• **Prompt**
Without any images, write the listing below out word for word.

• **Recorded information**
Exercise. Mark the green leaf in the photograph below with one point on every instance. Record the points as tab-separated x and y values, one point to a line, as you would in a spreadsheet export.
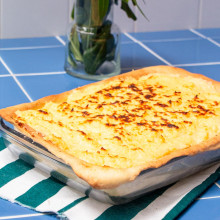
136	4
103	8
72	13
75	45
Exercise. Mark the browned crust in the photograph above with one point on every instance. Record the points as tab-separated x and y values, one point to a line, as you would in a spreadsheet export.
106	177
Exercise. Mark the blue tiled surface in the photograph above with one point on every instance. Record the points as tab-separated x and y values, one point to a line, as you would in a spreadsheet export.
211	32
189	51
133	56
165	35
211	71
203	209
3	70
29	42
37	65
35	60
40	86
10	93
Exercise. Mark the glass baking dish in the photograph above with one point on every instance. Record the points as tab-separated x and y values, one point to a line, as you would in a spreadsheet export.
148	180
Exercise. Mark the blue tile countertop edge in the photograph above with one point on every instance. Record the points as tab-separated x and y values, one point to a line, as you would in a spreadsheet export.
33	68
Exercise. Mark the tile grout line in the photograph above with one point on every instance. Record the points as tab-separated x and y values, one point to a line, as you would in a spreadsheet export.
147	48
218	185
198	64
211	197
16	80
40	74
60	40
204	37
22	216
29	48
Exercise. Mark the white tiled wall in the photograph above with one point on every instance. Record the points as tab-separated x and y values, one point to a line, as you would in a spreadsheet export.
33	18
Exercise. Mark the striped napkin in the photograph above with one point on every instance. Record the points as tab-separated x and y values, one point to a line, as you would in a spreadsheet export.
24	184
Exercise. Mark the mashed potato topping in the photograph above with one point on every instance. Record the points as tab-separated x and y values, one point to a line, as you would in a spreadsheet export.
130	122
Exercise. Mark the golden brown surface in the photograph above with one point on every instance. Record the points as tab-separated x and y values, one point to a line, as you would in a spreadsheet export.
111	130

• **Response to the exercise**
Exercise. Mark the green leaf in the photograph below with one point on every instance. Record the points as tab-separated x and y values, one point to a line, as you would in a spreadsheet export.
136	4
103	8
72	13
75	45
Exercise. Mark the browned crust in the photograph above with one point on every instance. Record the points as tab-separated x and y values, one point to a line, as you would in a spreadsheet export.
106	177
Exercise. Mark the blue tiled surface in the photograph above with one point on every instance. Record the points as tab-separated x and y values, one point to a line, as you would in a spreadsheet export.
211	32
189	51
133	56
165	35
211	71
203	209
3	70
29	42
37	65
35	60
40	86
10	93
Exercise. Mark the glass baking dish in the photograph above with one point on every instance. Record the points as tab-separated x and y values, one point to a line, as you would in a spreadsheet export.
148	180
Exercise. Mark the blue tile countertop edge in the photograph above with one point on every instance. Record the points as tab-separated x and y values, one point to a line, as you would in a spreadsheet export.
33	68
Exercise. Mark the tile grout line in the photograph above with one point on every instance. Record the points as tab-separated x and y values, one point to a line, as you would in a spreadsheet export.
147	48
218	185
198	64
211	197
16	80
40	74
60	40
204	37
22	216
29	48
Exercise. Mark the white tiled wall in the photograph above with one point on every instance. Record the points as tab-separated x and y values, one point to a line, as you would in a spreadsheet export.
33	18
Exercise. Mark the striped napkin in the photograph above with one point on every instance. Record the points as tab-separated x and y values, one point to a line, as you would in a spreadsheet export.
24	184
Exercise. Mark the mashed potato topping in the photograph above with one point on every instance. Record the points as tab-separated x and y values, one point to a line, as you would in a spreadsheet export.
130	122
Exercise. Mark the golden brown surface in the photograph above with one point on every instance. Record the points as tab-separated x and y values, one point to a line, as you would in a spreadsheet export.
111	130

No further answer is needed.